▶ THE TASK:
Answer these questions from the course outline.
(a) On average, how many pages of textbook reading are assigned per week?
(b) What title is listed as the representative text?
(c) When the course is taught via Foothill Global Access, what must students have?

▶ SELECTION:
Special Facilities and/or Equipment

1. The college will provide access to a computer laboratory with Python interpreters.
2. The college will provide a website or course management system with an assignment posting component (through which all lab assignments are to be submitted) and a forum component (where students can discuss course material and receive help from the instructor). This applies to all sections, including on-campus (i.e., face-to-face) offerings.
3. When taught via Foothill Global Access on the internet, the college will provide a fully functional and maintained course management system through which the instructor and students can interact.
4. When taught via Foothill Global Access on the internet, students must have currently existing email accounts and ongoing access to computers with internet capabilities.

Method(s) of Evaluation

Methods of Evaluation may include but are not limited to the following:

Tests and quizzes
Written laboratory assignments which include source code, sample runs, and documentation
Final examination

Method(s) of Instruction

Methods of Instruction may include but are not limited to the following:

Lectures which include motivation for syntax and use of the Python language and OOP concepts, example programs, and analysis of these programs
Online labs (for all sections, including those meeting face-to-face/on campus), consisting of:
1. A programming assignment webpage located on a college-hosted course management system or other department-approved internet environment. Here, the students will review the specification of each programming assignment and submit their completed lab work
2. A discussion webpage located on a college-hosted course management system or other department-approved internet environment. Here, students can request assistance from the instructor and interact publicly with other class members
Detailed review of programming assignments which includes model solutions and specific comments on the student submissions
In-person or online discussion which engages students and instructor in an ongoing dialog pertaining to all aspects of designing, implementing, and analyzing programs
When course is taught fully online:
1. Instructor-authored lecture materials, handouts, syllabus, assignments, tests, and other relevant course material will be delivered through a college-hosted course management system or other department-approved internet environment
2. Additional instructional guidelines for this course are listed in the attached addendum of CS department online practices

Representative Text(s) and Other Materials

Cormen, Thomas H.. Introduction to Algorithms, 4th ed.. 2022.

Types and/or Examples of Required Reading, Writing, and Outside of Class Assignments

  1. Reading
    1. Textbook assigned reading averaging 30 pages per week
    2. Reading the supplied handouts and modules averaging 10 pages per week
    3. Reading online resources as directed by instructor though links pertinent to programming
    4. Reading library and reference material directed by instructor through course handouts
  2. Writing
    1. Writing technical prose documentation that supports and describes the programs that are submitted for grades
    2. Writing specifications using prose to connect natural English language to the formulaic programming languages

Discipline(s)

Computer Science

▶ INFORMATION SUPPLIED:
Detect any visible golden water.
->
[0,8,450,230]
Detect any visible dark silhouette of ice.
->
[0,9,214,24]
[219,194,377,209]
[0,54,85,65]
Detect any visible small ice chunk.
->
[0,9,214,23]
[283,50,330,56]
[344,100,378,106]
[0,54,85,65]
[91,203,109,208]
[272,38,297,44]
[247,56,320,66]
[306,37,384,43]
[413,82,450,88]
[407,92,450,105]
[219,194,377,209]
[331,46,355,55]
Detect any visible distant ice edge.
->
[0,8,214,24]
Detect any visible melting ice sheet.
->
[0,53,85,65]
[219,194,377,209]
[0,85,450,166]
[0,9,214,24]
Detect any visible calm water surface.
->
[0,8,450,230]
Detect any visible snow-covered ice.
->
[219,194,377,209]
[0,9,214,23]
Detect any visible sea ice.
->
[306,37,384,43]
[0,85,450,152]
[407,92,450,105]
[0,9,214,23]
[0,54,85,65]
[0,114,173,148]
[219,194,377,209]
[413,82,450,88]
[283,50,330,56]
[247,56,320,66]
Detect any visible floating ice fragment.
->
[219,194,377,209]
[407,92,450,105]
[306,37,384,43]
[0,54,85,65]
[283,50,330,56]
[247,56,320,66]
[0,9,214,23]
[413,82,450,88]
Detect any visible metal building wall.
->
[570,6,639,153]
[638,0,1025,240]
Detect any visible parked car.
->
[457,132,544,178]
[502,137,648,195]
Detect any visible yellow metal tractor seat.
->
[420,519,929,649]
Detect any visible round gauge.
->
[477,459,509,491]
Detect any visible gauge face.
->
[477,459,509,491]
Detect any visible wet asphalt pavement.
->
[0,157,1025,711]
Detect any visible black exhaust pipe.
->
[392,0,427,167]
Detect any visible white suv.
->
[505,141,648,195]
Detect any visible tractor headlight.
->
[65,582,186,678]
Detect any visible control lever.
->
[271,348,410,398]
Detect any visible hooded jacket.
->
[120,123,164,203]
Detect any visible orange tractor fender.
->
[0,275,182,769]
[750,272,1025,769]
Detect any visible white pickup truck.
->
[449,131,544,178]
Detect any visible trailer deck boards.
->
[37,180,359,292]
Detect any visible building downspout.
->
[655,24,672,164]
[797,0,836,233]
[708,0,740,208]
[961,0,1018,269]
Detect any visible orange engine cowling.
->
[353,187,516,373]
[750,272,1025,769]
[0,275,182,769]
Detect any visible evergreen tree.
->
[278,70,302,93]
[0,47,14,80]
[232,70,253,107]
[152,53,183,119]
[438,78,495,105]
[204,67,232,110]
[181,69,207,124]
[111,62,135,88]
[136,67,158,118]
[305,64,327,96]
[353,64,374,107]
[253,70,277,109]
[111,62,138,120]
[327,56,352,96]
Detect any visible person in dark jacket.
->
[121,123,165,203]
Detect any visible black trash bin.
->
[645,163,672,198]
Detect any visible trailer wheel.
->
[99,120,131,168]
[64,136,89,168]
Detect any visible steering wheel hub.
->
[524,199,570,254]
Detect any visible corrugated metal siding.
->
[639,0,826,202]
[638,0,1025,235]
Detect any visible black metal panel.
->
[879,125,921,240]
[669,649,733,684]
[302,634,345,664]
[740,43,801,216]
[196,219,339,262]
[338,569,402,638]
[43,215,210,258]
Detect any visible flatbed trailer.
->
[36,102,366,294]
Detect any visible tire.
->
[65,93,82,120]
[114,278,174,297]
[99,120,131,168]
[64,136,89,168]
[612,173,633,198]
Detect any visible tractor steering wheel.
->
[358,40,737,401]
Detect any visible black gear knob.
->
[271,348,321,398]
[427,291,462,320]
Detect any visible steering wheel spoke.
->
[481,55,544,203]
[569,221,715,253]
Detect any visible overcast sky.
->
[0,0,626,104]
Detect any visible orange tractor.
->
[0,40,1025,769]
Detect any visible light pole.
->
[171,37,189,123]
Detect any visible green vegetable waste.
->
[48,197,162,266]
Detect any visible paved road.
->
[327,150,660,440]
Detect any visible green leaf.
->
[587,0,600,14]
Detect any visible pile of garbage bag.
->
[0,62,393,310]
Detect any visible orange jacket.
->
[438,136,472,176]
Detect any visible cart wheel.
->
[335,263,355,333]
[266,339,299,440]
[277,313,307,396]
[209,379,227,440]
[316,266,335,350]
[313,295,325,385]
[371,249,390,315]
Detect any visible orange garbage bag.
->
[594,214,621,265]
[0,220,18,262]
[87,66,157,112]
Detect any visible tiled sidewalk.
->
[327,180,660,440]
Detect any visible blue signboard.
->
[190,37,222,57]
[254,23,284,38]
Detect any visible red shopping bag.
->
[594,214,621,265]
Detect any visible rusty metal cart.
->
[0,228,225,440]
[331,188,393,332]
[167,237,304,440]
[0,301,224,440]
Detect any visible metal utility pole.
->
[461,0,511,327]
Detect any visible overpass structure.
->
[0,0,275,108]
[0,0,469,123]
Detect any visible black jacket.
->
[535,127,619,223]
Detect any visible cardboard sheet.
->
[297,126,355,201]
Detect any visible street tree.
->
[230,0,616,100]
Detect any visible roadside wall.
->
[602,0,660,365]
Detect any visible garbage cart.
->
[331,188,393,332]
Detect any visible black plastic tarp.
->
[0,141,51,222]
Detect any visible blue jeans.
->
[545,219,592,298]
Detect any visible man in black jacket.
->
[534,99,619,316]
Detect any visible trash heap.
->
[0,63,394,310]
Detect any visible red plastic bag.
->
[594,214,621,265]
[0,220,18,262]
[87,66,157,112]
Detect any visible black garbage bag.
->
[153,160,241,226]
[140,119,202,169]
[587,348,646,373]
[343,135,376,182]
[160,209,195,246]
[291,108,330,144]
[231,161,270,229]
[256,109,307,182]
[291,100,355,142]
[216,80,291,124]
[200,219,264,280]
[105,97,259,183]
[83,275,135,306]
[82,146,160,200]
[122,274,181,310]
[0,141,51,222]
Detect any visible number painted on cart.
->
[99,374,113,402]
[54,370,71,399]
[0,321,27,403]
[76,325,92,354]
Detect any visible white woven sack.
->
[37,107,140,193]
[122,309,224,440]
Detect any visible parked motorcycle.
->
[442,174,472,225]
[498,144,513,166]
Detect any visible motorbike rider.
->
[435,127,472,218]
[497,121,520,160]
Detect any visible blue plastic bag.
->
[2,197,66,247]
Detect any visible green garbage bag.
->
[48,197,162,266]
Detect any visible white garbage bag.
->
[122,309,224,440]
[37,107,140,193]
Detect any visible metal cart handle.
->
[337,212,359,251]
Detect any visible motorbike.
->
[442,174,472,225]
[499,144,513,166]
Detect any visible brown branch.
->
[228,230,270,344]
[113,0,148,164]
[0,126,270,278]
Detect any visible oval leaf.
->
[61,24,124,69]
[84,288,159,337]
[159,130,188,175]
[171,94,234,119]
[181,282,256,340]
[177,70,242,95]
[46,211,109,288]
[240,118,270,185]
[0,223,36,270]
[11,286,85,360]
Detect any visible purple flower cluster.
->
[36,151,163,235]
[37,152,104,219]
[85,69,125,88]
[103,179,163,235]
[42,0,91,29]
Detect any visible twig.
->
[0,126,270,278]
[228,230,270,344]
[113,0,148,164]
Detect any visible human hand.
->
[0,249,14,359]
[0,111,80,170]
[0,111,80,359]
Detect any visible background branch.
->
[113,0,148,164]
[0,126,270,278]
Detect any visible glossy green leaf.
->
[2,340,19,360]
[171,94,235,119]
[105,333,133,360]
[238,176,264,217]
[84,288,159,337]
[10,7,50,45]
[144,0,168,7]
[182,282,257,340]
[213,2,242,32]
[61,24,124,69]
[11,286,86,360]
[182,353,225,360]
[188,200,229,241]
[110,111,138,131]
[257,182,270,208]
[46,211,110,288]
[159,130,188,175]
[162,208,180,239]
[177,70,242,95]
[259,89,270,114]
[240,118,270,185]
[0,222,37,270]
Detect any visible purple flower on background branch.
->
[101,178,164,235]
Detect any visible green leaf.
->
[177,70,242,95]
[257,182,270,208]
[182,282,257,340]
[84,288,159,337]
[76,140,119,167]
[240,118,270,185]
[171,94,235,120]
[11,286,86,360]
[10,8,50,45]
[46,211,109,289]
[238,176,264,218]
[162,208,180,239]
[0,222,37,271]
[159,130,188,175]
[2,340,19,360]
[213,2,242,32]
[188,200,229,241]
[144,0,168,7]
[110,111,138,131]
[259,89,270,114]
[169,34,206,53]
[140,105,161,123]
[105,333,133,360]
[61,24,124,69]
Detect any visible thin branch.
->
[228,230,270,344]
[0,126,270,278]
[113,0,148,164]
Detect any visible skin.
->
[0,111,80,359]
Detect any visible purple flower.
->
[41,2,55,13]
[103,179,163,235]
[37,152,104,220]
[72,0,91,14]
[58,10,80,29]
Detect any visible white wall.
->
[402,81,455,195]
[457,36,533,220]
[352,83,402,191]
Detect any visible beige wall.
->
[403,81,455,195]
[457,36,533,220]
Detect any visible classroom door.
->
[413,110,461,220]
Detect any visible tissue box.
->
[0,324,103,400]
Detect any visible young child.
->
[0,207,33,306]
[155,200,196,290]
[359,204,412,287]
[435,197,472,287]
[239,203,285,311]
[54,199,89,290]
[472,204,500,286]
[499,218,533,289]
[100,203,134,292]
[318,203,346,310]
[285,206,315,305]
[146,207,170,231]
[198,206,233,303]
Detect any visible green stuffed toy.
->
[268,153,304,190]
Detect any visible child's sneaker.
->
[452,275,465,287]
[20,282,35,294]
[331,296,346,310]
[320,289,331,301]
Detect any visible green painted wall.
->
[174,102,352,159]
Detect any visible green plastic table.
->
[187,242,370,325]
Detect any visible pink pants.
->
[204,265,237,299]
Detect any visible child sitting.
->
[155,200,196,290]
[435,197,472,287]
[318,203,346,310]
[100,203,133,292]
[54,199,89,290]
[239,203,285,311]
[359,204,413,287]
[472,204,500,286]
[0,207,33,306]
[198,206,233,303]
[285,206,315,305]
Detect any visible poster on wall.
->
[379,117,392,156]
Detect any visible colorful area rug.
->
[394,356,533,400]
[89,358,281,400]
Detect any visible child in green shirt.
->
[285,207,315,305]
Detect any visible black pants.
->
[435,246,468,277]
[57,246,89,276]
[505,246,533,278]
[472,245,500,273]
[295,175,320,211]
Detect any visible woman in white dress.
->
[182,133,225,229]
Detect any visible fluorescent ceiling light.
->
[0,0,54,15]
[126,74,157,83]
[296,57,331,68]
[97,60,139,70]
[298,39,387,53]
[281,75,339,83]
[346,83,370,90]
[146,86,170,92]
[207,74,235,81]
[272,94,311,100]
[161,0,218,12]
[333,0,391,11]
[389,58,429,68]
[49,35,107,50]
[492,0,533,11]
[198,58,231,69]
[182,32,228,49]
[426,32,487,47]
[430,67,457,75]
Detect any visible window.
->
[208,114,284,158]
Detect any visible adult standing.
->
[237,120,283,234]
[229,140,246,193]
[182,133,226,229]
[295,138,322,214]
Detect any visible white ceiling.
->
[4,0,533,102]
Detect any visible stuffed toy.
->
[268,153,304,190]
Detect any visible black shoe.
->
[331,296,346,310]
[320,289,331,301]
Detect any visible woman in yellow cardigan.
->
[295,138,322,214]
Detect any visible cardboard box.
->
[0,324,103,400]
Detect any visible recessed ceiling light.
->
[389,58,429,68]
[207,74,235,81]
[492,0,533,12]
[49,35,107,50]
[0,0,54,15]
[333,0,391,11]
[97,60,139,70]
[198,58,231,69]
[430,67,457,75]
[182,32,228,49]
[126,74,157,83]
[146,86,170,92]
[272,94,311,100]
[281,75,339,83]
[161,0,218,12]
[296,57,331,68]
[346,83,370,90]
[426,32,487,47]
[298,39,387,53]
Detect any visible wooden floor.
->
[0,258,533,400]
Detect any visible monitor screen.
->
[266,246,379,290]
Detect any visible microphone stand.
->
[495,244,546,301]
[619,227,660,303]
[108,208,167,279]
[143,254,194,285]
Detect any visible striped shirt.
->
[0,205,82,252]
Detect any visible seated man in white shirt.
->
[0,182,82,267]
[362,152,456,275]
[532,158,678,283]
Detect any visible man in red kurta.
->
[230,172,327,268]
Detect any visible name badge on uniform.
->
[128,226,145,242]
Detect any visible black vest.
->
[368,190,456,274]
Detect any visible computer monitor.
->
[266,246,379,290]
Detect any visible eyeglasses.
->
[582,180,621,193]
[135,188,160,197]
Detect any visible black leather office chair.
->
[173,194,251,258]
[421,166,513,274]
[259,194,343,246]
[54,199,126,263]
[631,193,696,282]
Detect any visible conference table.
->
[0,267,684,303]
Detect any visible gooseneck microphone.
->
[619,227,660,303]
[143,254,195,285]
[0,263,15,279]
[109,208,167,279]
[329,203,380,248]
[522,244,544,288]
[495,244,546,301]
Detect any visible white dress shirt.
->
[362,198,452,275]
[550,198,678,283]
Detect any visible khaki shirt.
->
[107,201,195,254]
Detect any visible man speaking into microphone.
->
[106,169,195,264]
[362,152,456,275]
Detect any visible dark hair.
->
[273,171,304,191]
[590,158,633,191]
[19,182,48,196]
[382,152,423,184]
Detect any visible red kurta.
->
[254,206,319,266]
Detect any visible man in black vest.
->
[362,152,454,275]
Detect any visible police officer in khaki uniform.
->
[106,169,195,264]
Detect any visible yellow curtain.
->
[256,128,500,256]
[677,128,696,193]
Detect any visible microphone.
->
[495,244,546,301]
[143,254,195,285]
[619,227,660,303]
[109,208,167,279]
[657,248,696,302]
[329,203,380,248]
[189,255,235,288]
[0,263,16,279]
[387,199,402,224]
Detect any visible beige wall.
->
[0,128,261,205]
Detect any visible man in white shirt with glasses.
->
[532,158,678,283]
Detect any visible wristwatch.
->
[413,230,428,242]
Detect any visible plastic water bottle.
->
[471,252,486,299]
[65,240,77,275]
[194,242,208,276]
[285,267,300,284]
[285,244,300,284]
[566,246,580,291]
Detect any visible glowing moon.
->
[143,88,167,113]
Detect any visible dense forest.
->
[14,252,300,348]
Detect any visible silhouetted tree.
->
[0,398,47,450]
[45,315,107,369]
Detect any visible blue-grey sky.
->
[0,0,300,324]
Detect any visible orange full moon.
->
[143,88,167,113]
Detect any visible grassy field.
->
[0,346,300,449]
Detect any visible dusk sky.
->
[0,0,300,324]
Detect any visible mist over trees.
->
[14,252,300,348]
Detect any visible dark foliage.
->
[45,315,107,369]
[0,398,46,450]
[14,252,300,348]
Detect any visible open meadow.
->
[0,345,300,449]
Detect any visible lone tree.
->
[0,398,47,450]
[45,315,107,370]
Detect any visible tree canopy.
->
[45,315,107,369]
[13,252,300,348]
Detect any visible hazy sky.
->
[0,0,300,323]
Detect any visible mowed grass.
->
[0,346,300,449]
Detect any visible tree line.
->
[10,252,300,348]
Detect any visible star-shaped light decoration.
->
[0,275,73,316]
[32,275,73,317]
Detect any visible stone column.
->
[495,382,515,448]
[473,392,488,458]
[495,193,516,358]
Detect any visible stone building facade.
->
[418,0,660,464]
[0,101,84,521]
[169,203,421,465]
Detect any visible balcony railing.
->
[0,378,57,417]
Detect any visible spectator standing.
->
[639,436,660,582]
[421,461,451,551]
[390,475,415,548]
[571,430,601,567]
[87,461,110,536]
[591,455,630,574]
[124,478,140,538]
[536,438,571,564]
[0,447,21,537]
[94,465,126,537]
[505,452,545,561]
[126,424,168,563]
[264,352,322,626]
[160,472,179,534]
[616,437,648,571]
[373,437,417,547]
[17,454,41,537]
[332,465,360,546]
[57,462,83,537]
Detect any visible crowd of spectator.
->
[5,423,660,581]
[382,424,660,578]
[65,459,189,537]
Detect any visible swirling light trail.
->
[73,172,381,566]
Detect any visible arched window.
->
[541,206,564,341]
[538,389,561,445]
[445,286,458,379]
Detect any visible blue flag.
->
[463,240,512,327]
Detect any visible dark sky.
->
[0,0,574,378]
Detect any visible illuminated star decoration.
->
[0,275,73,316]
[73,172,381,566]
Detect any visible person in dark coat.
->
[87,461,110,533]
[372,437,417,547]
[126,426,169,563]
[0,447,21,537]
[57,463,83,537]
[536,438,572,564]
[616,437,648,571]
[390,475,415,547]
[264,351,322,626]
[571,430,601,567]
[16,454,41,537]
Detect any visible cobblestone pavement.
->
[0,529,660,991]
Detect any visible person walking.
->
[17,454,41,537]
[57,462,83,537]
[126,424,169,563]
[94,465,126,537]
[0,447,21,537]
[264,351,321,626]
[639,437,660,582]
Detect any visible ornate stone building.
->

▶ OUTPUT FOR THIS EXERCISE:
(a) 30 pages
(b) Introduction to Algorithms, 4th ed. (Thomas H. Cormen, 2022)
(c) Currently existing email accounts and ongoing access to computers with internet capabilities